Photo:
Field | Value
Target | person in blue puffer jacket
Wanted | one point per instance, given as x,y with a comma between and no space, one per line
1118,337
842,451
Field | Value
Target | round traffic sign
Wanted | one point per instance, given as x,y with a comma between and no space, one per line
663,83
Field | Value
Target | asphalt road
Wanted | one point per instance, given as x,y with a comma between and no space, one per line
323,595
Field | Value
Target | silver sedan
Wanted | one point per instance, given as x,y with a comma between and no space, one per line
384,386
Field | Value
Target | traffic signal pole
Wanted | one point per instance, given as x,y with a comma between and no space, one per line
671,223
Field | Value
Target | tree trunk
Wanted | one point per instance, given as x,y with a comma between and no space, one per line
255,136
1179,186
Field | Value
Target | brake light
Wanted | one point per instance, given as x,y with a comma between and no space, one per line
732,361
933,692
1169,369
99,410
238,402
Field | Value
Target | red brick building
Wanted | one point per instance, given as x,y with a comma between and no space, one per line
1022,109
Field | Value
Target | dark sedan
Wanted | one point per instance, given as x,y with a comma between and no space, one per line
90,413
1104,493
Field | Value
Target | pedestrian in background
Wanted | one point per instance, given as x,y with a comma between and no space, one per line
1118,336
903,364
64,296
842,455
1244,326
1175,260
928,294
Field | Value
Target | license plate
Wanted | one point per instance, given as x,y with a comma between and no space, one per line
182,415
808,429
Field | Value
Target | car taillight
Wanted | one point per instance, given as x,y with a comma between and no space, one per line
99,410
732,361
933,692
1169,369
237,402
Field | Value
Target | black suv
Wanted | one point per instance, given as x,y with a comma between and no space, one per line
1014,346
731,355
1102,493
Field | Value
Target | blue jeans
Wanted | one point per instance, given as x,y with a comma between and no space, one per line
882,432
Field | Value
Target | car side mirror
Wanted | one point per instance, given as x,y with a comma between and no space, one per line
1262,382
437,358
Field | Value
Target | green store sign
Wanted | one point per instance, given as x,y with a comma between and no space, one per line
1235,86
::::::::::
The task - Reply with the lines from the first line of the entries through the line that contains "Target | asphalt road", repeated exactly with both ends kept, and with nothing else.

Solved problem -
Photo:
Field | Value
Target | person in blue puffer jacket
Wanted | one point per instance, given as x,y with a comma between and no space, one per line
1118,337
842,451
Field | Value
Target | round traffic sign
Wanted | one point per instance, given as x,y with a comma between and no space, one per line
663,83
Field | Value
Target | asphalt road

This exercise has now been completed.